__Directions__. Reproduce the passage below about the radiologists' visual Turing test of GAN-generated images, word for word and in full.

__Text for analysis__.
● ● ●

The quality of the synthetic images was assessed by radiologists. We designed a visual Turing test involving two experts, a primary radiologist, and a senior radiologist. A dataset that was mixed up with 100 real samples and 100 samples generated by our progressive growing wGAN was created. Radiologists were asked to classify every image in that dataset as being either real or fake. The radiologists were told some tricks to identify the GAN synthetic images to allow the radiologists to be more experienced in distinguishing between true and fake images, such as strange lung walls and checkerboard artifacts. They were also told the total number of true and fake images. The result of this test is summarized in Table 2. The true-positive ratio (how many real images have been identified as real), the false-positive ratio (how many synthetic images have been classified as real), and the accuracy were calculated. The average accuracy of distinguishing fake nodules for radiologists was only 60.5% (little higher than random), suggesting there to be a high-quality of GAN synthetic images.

● ● ●

Region pointing data
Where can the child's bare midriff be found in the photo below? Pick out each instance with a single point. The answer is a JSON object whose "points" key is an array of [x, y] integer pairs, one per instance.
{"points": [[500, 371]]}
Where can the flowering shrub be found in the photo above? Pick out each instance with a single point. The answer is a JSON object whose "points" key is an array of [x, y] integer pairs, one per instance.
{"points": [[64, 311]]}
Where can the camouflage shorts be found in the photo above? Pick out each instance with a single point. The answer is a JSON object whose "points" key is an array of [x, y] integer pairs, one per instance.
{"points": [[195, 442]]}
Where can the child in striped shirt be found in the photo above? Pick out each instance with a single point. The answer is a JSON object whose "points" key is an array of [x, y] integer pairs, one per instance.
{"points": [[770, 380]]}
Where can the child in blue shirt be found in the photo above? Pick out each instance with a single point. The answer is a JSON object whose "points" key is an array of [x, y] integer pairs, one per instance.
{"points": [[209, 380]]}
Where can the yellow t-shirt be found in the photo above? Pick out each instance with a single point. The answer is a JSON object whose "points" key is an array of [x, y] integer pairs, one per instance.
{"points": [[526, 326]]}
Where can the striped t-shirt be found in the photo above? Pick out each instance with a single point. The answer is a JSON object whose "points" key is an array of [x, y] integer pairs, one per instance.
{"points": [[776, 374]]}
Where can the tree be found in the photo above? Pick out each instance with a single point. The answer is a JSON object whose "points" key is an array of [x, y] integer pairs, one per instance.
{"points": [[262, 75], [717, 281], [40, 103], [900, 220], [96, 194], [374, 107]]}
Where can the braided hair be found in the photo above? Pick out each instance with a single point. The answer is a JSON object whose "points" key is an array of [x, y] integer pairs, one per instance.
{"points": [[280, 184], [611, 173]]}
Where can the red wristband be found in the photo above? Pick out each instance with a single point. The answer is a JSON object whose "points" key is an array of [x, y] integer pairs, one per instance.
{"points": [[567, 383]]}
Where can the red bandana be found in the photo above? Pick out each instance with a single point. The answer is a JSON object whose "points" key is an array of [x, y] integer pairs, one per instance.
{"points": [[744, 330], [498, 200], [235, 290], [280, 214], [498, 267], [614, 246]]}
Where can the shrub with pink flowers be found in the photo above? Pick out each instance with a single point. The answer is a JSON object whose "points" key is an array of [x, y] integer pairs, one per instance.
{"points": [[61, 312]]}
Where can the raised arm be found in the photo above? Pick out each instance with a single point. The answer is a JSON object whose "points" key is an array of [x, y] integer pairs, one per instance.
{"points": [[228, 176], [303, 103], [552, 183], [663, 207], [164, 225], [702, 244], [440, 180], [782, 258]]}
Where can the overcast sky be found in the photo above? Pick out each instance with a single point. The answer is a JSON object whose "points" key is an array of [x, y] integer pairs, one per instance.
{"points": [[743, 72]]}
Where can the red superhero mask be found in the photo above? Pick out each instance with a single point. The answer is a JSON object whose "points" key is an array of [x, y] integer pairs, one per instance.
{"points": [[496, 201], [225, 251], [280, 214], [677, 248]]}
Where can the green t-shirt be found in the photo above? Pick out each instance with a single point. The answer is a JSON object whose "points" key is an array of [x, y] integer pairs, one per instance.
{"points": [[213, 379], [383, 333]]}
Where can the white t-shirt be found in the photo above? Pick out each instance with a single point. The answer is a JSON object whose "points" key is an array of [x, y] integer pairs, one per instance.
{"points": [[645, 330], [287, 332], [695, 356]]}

● ● ●

__Answer space__.
The quality of the synthetic images was assessed by radiologists. We designed a visual Turing test involving two experts, a primary radiologist, and a senior radiologist. A dataset that was mixed up with 100 real samples and 100 samples generated by our progressive growing wGAN was created. Radiologists were asked to classify every image in that dataset as being either real or fake. The radiologists were told some tricks to identify the GAN synthetic images to allow the radiologists to be more experienced in distinguishing between true and fake images, such as strange lung walls and checkerboard artifacts. They were also told the total number of true and fake images. The result of this test is summarized in Table 2. The true-positive ratio (how many real images have been identified as real), the false-positive ratio (how many synthetic images have been classified as real), and the accuracy were calculated. The average accuracy of distinguishing fake nodules for radiologists was only 60.5% (little higher than random), suggesting there to be a high-quality of GAN synthetic images.